DESCRIPTION OF THE TASK.
Copy out, word for word, the lines of the entries below between the line holding "Can you find the red" and the line holding "[[465, 1082], [609, 1105]]", inclusive, and give nothing else.

DATA PROVIDED.
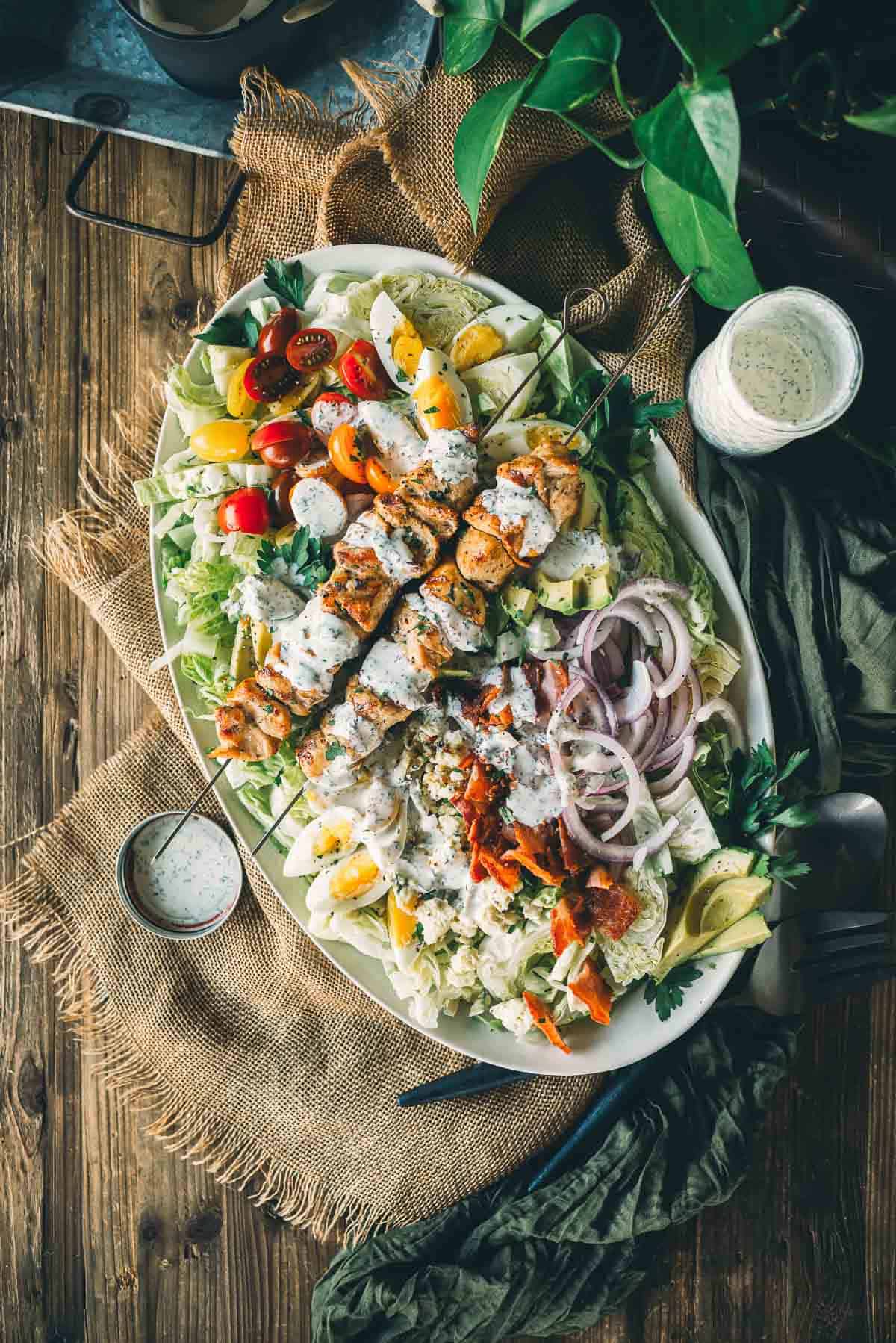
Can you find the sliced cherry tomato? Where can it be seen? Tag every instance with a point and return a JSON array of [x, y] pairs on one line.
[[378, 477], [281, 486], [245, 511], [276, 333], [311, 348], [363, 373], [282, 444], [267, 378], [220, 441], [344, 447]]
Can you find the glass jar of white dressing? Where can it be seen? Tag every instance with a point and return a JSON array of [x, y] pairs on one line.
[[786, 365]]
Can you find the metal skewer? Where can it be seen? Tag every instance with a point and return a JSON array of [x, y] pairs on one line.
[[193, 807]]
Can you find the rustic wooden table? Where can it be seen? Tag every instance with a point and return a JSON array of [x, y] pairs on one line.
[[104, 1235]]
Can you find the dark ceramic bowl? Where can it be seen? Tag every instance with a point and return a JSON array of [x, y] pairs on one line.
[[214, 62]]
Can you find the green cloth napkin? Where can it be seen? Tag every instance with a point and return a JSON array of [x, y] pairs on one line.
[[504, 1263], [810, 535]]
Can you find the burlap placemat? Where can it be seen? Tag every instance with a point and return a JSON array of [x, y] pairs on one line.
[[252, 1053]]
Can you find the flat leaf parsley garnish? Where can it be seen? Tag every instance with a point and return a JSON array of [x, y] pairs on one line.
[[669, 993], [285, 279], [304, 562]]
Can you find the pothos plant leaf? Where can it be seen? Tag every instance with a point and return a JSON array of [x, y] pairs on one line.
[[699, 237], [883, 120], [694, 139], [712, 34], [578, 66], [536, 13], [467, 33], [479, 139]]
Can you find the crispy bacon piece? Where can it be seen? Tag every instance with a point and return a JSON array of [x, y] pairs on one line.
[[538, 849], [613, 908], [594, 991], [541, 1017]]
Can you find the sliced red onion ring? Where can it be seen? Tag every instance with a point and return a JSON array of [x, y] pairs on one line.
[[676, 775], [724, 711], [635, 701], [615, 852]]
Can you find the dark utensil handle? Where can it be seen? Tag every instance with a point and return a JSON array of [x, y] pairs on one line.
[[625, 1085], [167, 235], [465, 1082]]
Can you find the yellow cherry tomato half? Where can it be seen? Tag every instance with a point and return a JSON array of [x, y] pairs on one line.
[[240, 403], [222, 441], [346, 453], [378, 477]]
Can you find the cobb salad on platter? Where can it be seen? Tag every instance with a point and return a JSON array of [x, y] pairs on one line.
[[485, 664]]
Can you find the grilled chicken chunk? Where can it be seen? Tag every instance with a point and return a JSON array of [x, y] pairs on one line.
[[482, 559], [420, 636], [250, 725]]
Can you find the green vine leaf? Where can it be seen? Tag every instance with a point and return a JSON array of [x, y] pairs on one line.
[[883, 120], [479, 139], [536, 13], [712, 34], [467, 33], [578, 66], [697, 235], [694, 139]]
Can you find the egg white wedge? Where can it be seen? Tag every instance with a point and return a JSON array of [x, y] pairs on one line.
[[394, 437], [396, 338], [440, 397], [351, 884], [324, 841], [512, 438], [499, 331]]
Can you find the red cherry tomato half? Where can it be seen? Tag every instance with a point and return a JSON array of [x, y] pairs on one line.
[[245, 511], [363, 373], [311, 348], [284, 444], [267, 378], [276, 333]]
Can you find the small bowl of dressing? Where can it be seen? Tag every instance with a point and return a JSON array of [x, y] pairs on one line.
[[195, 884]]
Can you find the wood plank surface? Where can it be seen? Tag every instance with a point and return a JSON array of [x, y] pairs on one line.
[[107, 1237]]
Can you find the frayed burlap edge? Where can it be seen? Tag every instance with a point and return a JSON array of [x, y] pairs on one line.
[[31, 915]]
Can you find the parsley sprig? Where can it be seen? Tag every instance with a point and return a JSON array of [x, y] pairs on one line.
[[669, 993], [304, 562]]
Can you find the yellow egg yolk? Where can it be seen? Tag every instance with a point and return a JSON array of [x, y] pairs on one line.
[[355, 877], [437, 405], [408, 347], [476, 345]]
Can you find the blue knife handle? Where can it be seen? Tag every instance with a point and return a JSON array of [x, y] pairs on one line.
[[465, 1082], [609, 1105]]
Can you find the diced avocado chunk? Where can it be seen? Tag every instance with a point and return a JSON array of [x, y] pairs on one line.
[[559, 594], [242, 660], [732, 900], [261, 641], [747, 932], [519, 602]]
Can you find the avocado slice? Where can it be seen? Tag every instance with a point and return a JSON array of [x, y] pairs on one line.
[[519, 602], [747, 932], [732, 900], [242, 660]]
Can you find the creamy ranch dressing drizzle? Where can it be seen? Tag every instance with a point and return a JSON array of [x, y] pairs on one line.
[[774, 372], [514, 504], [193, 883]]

SOLUTION BELOW.
Can you find the red cherry tomato half? Where can it be seen? Tag every instance with a point and return a JSON array of [x, y] pairs on one line.
[[245, 511], [363, 373], [311, 348], [284, 444], [267, 378], [276, 333]]
Can you find the small bowl of dressing? Where can it be seen? Tag every instance with a point and return a JSON array of [x, y] pairs on one line.
[[195, 884]]
Can you find the wood plank surface? Where can it be seen? Tag every instance with a point and return a JSON array of [x, y] pairs on one line.
[[107, 1237]]
Can you find the frayed burlap edge? Where can it be seen? Tag every instance with a point and return a JSON array of [x, y] pairs on one line.
[[31, 915]]
Can you find the parsley sprig? Where can it be seen? Tag every instance with a point and return a JSON array of [x, y] pairs on one line.
[[669, 993], [304, 562]]
Can you find the yellow egg yolk? Where can it be seen? Tag every instance with a point and return a JSON array of [x, y] pairs on one line.
[[355, 877], [437, 405], [408, 347], [476, 345]]
Can you find the blue knife handle? Where can it be seen? Tag every instance with a point and return a JSON array of [x, y] pairs on one line.
[[465, 1082], [609, 1105]]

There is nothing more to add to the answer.